(GIVEN INFORMATION)

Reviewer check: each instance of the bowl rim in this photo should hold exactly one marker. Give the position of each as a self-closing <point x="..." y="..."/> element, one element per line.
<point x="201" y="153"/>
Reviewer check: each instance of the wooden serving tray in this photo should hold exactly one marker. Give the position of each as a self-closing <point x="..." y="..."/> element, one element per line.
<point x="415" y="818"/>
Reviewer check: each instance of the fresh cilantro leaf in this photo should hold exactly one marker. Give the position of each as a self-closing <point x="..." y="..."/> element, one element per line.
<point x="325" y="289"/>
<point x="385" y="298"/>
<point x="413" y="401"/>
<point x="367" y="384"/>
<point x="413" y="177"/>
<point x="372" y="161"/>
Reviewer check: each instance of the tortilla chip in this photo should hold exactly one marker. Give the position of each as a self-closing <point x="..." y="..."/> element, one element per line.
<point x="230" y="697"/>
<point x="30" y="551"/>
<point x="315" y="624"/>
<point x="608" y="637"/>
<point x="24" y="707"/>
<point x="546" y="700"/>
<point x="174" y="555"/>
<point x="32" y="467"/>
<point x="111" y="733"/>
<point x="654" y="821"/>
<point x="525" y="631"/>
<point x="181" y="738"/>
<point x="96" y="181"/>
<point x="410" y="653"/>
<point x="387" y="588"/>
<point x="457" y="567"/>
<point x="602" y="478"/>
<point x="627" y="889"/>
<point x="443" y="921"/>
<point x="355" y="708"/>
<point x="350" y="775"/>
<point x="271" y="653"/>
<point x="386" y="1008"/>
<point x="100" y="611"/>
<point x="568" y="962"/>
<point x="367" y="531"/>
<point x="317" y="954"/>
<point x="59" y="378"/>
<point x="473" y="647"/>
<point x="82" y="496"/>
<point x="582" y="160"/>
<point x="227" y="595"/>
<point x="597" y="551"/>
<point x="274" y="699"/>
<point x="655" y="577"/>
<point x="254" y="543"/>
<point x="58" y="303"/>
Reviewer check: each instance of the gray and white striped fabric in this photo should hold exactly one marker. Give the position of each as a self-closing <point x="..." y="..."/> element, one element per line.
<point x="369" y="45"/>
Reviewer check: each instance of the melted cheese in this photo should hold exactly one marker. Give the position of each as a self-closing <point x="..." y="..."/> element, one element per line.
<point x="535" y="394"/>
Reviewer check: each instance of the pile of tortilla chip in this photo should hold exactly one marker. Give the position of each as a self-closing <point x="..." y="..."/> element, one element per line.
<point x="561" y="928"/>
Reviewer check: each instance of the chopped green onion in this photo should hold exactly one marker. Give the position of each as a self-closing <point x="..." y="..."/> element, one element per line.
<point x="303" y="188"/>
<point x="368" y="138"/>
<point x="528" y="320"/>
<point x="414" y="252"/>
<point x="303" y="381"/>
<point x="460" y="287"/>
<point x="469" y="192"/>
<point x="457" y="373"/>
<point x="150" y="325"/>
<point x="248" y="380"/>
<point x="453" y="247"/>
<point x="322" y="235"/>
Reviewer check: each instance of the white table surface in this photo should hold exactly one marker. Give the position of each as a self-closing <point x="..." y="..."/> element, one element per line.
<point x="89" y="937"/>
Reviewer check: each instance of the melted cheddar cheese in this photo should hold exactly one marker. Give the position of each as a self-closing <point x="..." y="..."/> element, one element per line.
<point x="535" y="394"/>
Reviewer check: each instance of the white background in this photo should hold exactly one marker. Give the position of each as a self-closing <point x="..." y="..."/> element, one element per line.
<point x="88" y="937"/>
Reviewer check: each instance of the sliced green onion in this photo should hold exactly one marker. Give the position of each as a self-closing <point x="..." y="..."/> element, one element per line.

(End GIVEN INFORMATION)

INSTRUCTIONS FOR THE TASK: Reproduce the entries above in full, precisely as written.

WORKED SOLUTION:
Reviewer check: each instance of the bowl rim in this photo should hold exactly one marker. Give the position of each as a self-closing <point x="..." y="..."/> element, one element per line.
<point x="201" y="153"/>
Reviewer check: each instance of the wooden serving tray in this photo should hold exactly one marker. Give the position of each as a self-closing <point x="..." y="..."/> element, one element per line.
<point x="415" y="818"/>
Reviewer check: each instance of the fresh cilantro leaf in this photo should hold exactly one marker. Give the position of each as a self-closing <point x="..." y="..."/> element, one element per line.
<point x="325" y="289"/>
<point x="385" y="298"/>
<point x="413" y="401"/>
<point x="367" y="384"/>
<point x="413" y="177"/>
<point x="372" y="161"/>
Reviewer check: each instance of the tortilla chip in this photo should hold exactly one marker. Give the position of each as a self-closing <point x="..." y="..."/> element, one element per line.
<point x="230" y="697"/>
<point x="30" y="551"/>
<point x="315" y="624"/>
<point x="608" y="637"/>
<point x="24" y="707"/>
<point x="546" y="700"/>
<point x="174" y="555"/>
<point x="32" y="467"/>
<point x="111" y="733"/>
<point x="654" y="821"/>
<point x="525" y="631"/>
<point x="181" y="738"/>
<point x="96" y="181"/>
<point x="410" y="653"/>
<point x="387" y="588"/>
<point x="457" y="567"/>
<point x="602" y="478"/>
<point x="627" y="889"/>
<point x="443" y="921"/>
<point x="355" y="708"/>
<point x="350" y="775"/>
<point x="271" y="653"/>
<point x="386" y="1008"/>
<point x="100" y="611"/>
<point x="568" y="962"/>
<point x="367" y="531"/>
<point x="317" y="954"/>
<point x="59" y="378"/>
<point x="473" y="647"/>
<point x="82" y="496"/>
<point x="582" y="160"/>
<point x="227" y="595"/>
<point x="597" y="551"/>
<point x="274" y="699"/>
<point x="655" y="577"/>
<point x="254" y="543"/>
<point x="58" y="303"/>
Reviewer check: each instance of the gray and white striped fabric in this photo should hold exactly one marker. Give the position of each as a self-closing <point x="..." y="..."/> element, one element per line.
<point x="369" y="45"/>
Reviewer check: each instance of the melted cheese in this photo should hold exactly one marker. Give the position of each as a self-closing <point x="..." y="..."/> element, one element per line.
<point x="535" y="394"/>
Reviewer check: each instance of the pile of tortilla chip in this photo should hold exactly one marker. Give the position of each as a self-closing <point x="..." y="..."/> element, one element per line.
<point x="561" y="928"/>
Reviewer check: each instance of the chopped green onion in this photo should hold exactly one marker. Give the position of each as a self-closing <point x="..." y="..."/> element, one element per line.
<point x="303" y="188"/>
<point x="368" y="138"/>
<point x="528" y="320"/>
<point x="414" y="252"/>
<point x="303" y="381"/>
<point x="460" y="287"/>
<point x="469" y="192"/>
<point x="457" y="373"/>
<point x="150" y="325"/>
<point x="248" y="380"/>
<point x="453" y="247"/>
<point x="322" y="235"/>
Reviewer check: each instance of the white table surface in this photo should hold exactly one marker. Give the position of each as a self-closing <point x="..." y="..."/> element, one element per line.
<point x="89" y="937"/>
Reviewer check: each instance of the melted cheddar cheese in this photo should hold exactly one marker. Give the position of each as a self-closing <point x="..." y="..."/> element, one element per line.
<point x="535" y="394"/>
Reviewer check: each instance of the white background in this photo should hold exactly one marker. Give the position of each as a self-closing <point x="..." y="..."/> element, one element per line.
<point x="88" y="937"/>
Reviewer check: each instance of the sliced green onion in this photo should hold exactly one marker. Give the position of each as a self-closing <point x="..." y="..."/> element, one element per line.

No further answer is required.